## Page excerpt
Most people have met someone with a significant fear of a particular object or situation, such as closed spaces (claustrophobia), heights (acrophobia), water (aquaphobia), snakes (ophidiphobia), or lightning (astraphobia).When a person has a persistent, irrational fear of an object or situation and a strong urge to avoid that object or situation, he has a "simple phobia" -- an inappropriately intense reaction triggered by a single stimulus.
The most common phobias are of specific animals and insects, of the natural elements, such as storms or water, of heights and of closed-in spaces.
The person with a specific phobia may react with mild anxiety or even with panic when confronted with the prospect of facing the fearful situation. However, his fear is not of his symptoms (as in panic disorder or agoraphobia) but of the situation itself, which he believes to be a dangerous one.

## Directions for this task
Please pick up the passage on specific phobias after its final sentence and continue it in the same explanatory style.

## The data

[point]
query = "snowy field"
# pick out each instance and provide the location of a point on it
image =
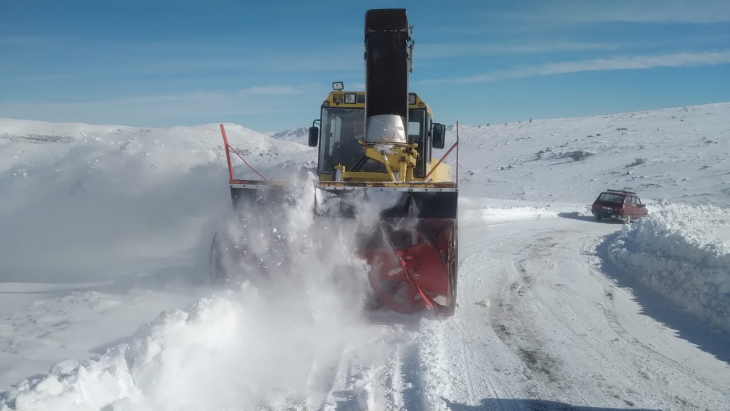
(105, 305)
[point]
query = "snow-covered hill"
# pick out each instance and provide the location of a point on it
(298, 135)
(104, 240)
(679, 154)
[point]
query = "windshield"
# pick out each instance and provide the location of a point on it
(611, 198)
(341, 129)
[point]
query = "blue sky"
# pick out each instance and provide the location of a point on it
(268, 65)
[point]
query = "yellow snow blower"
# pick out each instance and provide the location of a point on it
(376, 148)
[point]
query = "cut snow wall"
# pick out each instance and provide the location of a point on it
(678, 251)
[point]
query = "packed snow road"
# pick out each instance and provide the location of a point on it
(545, 322)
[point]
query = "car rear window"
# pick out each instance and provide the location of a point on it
(611, 198)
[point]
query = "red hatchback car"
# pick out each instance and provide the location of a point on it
(619, 205)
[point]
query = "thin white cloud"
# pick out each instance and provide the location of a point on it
(615, 63)
(445, 50)
(630, 11)
(275, 90)
(161, 109)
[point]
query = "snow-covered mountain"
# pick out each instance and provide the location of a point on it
(105, 233)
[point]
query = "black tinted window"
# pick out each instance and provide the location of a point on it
(611, 198)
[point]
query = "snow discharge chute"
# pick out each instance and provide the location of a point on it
(376, 167)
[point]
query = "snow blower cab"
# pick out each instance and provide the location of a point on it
(375, 152)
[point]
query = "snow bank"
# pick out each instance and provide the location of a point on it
(682, 252)
(481, 211)
(101, 201)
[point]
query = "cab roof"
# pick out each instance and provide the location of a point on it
(337, 99)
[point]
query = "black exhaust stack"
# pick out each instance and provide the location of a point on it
(387, 65)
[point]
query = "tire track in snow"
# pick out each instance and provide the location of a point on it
(652, 355)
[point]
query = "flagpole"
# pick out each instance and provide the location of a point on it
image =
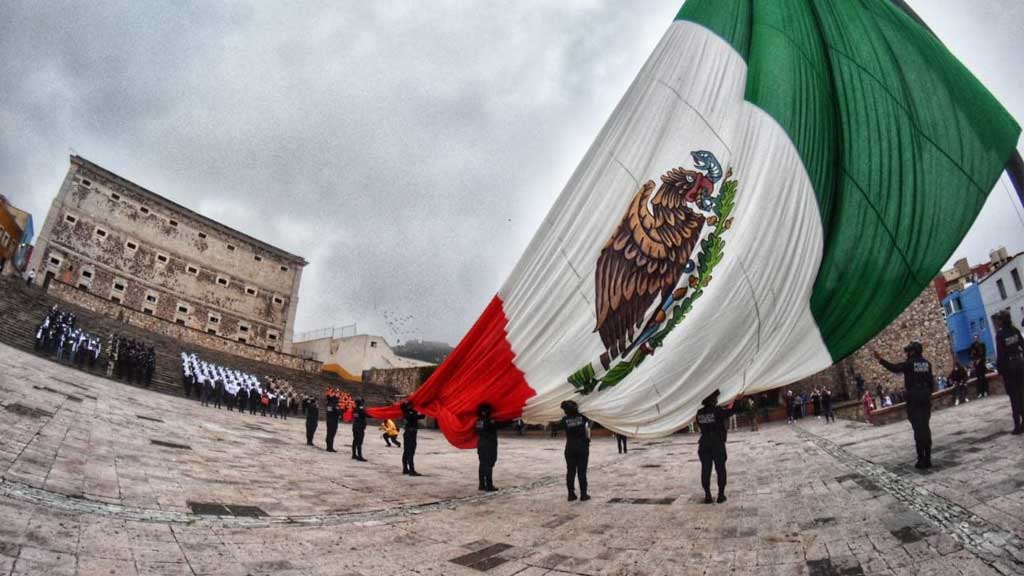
(1015, 166)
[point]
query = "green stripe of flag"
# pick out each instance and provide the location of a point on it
(901, 144)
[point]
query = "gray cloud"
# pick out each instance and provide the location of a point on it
(408, 151)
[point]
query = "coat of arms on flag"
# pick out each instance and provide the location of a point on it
(657, 243)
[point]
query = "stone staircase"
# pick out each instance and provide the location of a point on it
(23, 307)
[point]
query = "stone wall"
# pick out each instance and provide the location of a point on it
(125, 243)
(402, 380)
(181, 333)
(922, 321)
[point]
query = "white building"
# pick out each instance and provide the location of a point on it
(1003, 290)
(349, 357)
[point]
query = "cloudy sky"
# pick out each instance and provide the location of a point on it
(408, 150)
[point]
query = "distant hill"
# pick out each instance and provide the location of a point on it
(435, 353)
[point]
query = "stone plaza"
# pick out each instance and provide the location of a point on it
(104, 479)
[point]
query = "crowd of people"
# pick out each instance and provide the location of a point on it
(816, 403)
(58, 334)
(220, 386)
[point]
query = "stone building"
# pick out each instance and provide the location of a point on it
(350, 357)
(922, 321)
(120, 241)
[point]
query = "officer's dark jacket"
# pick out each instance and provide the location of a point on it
(359, 419)
(486, 433)
(1009, 345)
(712, 420)
(312, 413)
(576, 430)
(918, 378)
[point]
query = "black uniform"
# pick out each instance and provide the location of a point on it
(332, 422)
(486, 451)
(312, 418)
(409, 437)
(978, 357)
(713, 421)
(1010, 353)
(358, 432)
(919, 383)
(577, 453)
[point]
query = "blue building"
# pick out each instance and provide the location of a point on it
(966, 319)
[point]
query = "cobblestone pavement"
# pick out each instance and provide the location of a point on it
(86, 490)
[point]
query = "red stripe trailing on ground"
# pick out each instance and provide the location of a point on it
(479, 369)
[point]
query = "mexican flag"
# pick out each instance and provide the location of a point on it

## Answer space
Some may fear that they will lose their senses and do something foolish. The person with a height phobia, for instance, might fear that he will forget what he is doing and accidentally leap off the cliff on which he is standing. Others with phobias fear that something will go wrong with their circumstances. The individual with a flying phobia might vividly imagine the tail falling off the plane, or the pilot losing consciousness with no one to take over, or the oxygen running out in mid-flight.
Such fears defy rational thinking. Most phobics know that they are being excessive and unreasonable in their thoughts, but this knowledge is of no use to them. The fearful thoughts come automatically in spite of rational thought and thus the phobic may believe the only recourse is to avoid the problematic area.